## WHAT YOU WILL DO
Please rewrite each of the entries below with "utility pole" swapped for "telephone pole", leaving everything else unchanged, and omit the pictures from your answer.

## RECORDS SUPPLIED
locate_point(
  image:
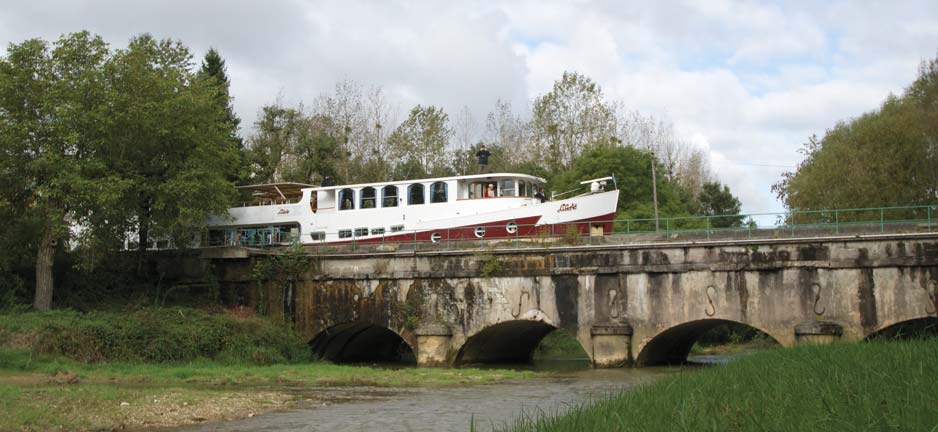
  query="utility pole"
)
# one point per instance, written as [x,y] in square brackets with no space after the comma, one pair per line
[654,187]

## CORRECT RESULT
locate_point(
  image:
  query="telephone pole"
)
# one point per instance, written as [x,y] in square brackets with no space after the comma, one pair per line
[654,187]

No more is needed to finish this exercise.